You are to retype all of the data exactly as it appears.
** Begin INFORMATION PROVIDED **
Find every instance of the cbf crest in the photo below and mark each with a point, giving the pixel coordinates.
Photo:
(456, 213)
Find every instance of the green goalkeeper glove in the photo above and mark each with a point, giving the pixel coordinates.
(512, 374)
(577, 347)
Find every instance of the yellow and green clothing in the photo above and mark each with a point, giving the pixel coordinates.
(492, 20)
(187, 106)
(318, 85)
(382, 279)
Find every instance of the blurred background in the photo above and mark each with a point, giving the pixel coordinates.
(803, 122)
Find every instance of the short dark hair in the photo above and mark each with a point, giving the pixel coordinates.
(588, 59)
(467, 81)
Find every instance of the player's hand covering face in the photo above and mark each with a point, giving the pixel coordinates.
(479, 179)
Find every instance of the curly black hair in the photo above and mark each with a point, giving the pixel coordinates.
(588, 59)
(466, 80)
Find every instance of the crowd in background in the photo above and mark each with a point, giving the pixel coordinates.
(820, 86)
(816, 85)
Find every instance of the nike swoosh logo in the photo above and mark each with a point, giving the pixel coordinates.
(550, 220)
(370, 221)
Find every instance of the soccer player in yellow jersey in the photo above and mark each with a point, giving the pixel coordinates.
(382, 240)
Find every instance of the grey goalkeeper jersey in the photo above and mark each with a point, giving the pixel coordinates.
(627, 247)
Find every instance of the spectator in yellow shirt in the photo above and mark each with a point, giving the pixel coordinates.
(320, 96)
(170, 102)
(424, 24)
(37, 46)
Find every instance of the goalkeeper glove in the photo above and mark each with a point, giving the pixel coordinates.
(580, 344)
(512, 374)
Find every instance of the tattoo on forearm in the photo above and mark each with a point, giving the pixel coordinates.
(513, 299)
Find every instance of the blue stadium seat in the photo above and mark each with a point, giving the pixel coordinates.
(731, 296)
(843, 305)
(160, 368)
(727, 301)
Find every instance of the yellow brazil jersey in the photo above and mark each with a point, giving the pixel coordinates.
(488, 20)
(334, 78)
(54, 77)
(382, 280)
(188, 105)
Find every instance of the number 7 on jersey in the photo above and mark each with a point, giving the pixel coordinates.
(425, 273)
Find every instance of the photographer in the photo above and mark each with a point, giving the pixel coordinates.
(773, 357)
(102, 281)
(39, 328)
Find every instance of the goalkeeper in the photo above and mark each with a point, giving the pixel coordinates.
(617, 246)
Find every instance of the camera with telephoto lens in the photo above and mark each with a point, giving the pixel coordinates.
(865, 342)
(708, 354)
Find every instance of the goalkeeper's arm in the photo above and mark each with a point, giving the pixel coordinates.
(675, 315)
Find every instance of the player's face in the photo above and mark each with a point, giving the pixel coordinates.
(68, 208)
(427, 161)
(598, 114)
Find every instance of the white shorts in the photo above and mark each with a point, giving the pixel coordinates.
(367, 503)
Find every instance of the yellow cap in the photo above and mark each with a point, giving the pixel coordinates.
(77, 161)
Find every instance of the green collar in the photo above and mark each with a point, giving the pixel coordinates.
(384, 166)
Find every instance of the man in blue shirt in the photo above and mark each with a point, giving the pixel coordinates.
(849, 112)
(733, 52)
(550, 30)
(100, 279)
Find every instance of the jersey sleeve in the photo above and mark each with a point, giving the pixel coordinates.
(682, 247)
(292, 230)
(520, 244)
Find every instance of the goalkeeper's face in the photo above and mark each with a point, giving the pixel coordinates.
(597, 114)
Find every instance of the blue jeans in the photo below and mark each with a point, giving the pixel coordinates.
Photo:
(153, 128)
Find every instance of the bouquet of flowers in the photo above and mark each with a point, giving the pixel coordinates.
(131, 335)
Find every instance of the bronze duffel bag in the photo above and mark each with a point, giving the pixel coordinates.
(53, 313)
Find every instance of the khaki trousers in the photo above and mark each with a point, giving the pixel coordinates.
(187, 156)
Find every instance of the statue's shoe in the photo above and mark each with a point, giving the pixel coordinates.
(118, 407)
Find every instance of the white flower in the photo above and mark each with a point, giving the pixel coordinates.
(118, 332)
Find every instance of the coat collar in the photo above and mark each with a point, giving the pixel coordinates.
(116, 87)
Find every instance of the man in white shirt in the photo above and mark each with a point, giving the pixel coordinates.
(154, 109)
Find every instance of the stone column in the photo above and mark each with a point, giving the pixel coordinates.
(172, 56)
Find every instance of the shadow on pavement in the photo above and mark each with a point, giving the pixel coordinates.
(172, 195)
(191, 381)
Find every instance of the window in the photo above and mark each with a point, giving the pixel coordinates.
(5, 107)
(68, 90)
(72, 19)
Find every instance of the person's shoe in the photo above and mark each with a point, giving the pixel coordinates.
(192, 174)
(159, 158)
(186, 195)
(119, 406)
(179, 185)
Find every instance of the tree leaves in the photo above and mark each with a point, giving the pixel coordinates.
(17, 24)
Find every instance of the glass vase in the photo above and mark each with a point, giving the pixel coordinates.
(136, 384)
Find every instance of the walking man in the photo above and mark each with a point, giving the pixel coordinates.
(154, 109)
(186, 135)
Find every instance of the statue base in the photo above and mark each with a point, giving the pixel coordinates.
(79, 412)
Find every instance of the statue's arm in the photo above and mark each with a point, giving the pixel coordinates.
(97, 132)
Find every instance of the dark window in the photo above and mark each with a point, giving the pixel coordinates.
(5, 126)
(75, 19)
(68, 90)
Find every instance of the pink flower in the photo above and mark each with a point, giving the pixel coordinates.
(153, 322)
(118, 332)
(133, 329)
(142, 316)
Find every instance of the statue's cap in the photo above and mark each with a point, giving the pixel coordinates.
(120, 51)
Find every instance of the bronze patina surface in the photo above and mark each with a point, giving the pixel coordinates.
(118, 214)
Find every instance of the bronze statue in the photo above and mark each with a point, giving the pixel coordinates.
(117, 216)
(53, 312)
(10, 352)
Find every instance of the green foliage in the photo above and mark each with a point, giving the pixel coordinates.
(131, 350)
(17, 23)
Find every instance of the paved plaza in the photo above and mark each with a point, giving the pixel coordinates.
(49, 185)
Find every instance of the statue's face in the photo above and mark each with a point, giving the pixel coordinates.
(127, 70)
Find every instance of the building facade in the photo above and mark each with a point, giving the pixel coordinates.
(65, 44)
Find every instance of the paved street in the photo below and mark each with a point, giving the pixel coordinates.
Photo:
** End INFORMATION PROVIDED **
- FINAL ANSWER
Find every instance of the cbf crest in the photo below and mark each with a point, giving the pixel coordinates.
Photo:
(456, 213)
Find every instance of the green goalkeeper glove in the photo above and mark each with a point, giving the pixel coordinates.
(512, 374)
(577, 347)
Find every instance of the yellow and green clothing in the photo above and mark each with a point, giving the pixel coordinates.
(492, 20)
(187, 106)
(318, 85)
(382, 279)
Find every instance of the blurred background in the photo above and mark each with a point, giving the pixel coordinates.
(803, 122)
Find every instance of the short dark hair in the photo above and mark each with a point, giving the pixel coordinates.
(588, 59)
(467, 81)
Find every instance of the player's hand covering face in the photo above and mark each with a point, giving the pixel coordinates.
(479, 179)
Find every instance of the curly black hair in the photo above and mark each with a point, giving the pixel coordinates.
(588, 59)
(466, 80)
Find every instance of the crowd in background in the photo above and mark each with a point, giving the pixel coordinates.
(820, 86)
(816, 85)
Find every instance of the nike swoosh logo in the photo above and mark each with a point, giving the pixel coordinates.
(550, 220)
(370, 221)
Find every instance of the soccer player in yellow jersey in the photo above and mark each with a point, giving the pixel coordinates.
(382, 240)
Find every instance of the grey goalkeeper jersey in the photo above and mark each with a point, giving the pixel coordinates.
(627, 247)
Find every instance of the spectator in yellow shirt in the photo above and mark each with a point, giving the pixel coordinates.
(320, 96)
(170, 102)
(424, 24)
(37, 46)
Find every instance of the goalkeeper glove in the photo above and mark each with a point, giving the pixel coordinates.
(580, 344)
(512, 374)
Find every instance of the tattoo on forearm in the photo above and mark each with a point, giving the pixel coordinates.
(513, 299)
Find every instance of the blue stadium seat in the photo above and mark each with a point, giving the pixel coordinates.
(731, 296)
(843, 305)
(160, 368)
(727, 301)
Find every instance of the yellow brazil jersey in the photo above and mark each with a point, giving the pixel coordinates.
(488, 20)
(334, 78)
(54, 77)
(382, 280)
(188, 105)
Find every instance of the number 7 on jersey in the photo above and mark each with a point, giving the pixel coordinates.
(425, 273)
Find every instance of the photographer in the photo above and mark each with a point, giving the pixel coordinates.
(773, 357)
(102, 281)
(39, 328)
Find every instance of the goalkeeper in the photo above and mark each with a point, giving the pixel coordinates.
(617, 246)
Find every instance of the camera with telephoto lens in the photo above and mark each with a point, giving the pixel coordinates.
(865, 342)
(708, 354)
Find every instance of the goalkeeper's arm in the photo above and mark each with a point, giving the pixel coordinates.
(675, 315)
Find every instance of the player's face in the photo above and mark each with a point, giving the pixel coordinates.
(68, 208)
(427, 161)
(598, 114)
Find every instance of the white shorts in the photo above and mark each with a point, giving the pixel coordinates.
(367, 503)
Find every instance of the yellow cap in the photo above and mark each with a point, giving the pixel coordinates.
(77, 161)
Find every instance of the green collar in the photo above and mark each with a point, giving the pixel coordinates.
(384, 166)
Find every instance of the man in blue shirt in the photo above and mark each with a point, giving the pixel coordinates.
(849, 112)
(733, 52)
(550, 30)
(100, 279)
Find every instance of the jersey sleeve in the photo above and mark each with a point, giving the pixel coordinates.
(682, 247)
(292, 230)
(520, 244)
Find every instance of the goalkeeper's face in the photo above and mark each with a point, giving the pixel coordinates.
(597, 114)
Find every instance of the blue jeans in the photo below and mark each with a point, giving the pixel coordinates.
Photo:
(153, 128)
Find every instance of the bouquet of flowers in the photo above and mark each with a point, giving the pixel coordinates.
(131, 335)
Find every instance of the bronze duffel bag in the photo above and mark each with a point, giving the pixel coordinates.
(53, 313)
Find every instance of the khaki trousers in the photo above and mark each with a point, giving the pixel coordinates.
(187, 156)
Find every instance of the statue's shoe in the photo above and mark each with a point, giving the pixel coordinates.
(118, 407)
Find every instance of the white flower in the photo above and mark each with a point, giving the pixel coordinates.
(118, 332)
Find every instance of the coat collar in the photo above and mark each with a point, giving the pixel coordinates.
(116, 87)
Find every instance of the man in white shirt in the photo above and mark each with a point, giving the pixel coordinates.
(154, 109)
Find every instance of the stone column in the photo above and mark each with a point, giving the pixel coordinates.
(172, 56)
Find every instance of the shadow on pavement in the photo above and mark each with a point, giving the pixel coordinates.
(172, 195)
(191, 381)
Find every instance of the window in the photo above and mark each with a point, giving the pixel coordinates.
(5, 107)
(68, 90)
(72, 19)
Find every instance of the person's shoe in the photo above and mark each with a point, giving the pixel coordinates.
(192, 174)
(159, 158)
(186, 195)
(119, 406)
(179, 185)
Find every instance of the tree leaves in the photo above and mark each with a point, giving the pixel coordinates.
(17, 24)
Find every instance of the glass vase in the photo above and mark each with a point, giving the pixel coordinates.
(136, 384)
Find every instance of the walking man in the photo above and mark each with a point, giving the pixel coordinates.
(154, 109)
(186, 135)
Find every instance of the statue base in the photo above and mark each with a point, giving the pixel coordinates.
(79, 412)
Find every instance of the statue's arm in the photo above and mark each with a point, giving the pixel coordinates.
(97, 132)
Find every instance of the dark window in the photo above and mark each with a point, giving the pixel coordinates.
(5, 126)
(75, 19)
(68, 90)
Find every instance of the pink flower in the photo above and mark each with a point, giving the pixel coordinates.
(153, 322)
(118, 332)
(133, 329)
(142, 316)
Find every instance of the statue's cap in the photo above and mark each with a point, giving the pixel coordinates.
(120, 51)
Find every instance of the bronze patina surface in the photo above and mark each with a point, giving the pixel coordinates.
(118, 214)
Find every instance of the bronze statue in the photo above and mark each with a point, giving the pixel coordinates.
(117, 216)
(53, 312)
(10, 352)
Find every instance of the green foliage in the photo above and mark each with a point, giving the pixel coordinates.
(131, 350)
(17, 23)
Find every instance of the paved plaza in the photo above and mark each with a point, giving the pixel coordinates.
(49, 185)
Find every instance of the statue's face in the photo above and mark each with a point, giving the pixel coordinates.
(127, 70)
Find every instance of the building facade in the photo above and mark each with a point, giving the pixel coordinates.
(65, 44)
Find every instance of the paved street in the photo below and mark each with a point, giving the pixel coordinates.
Photo:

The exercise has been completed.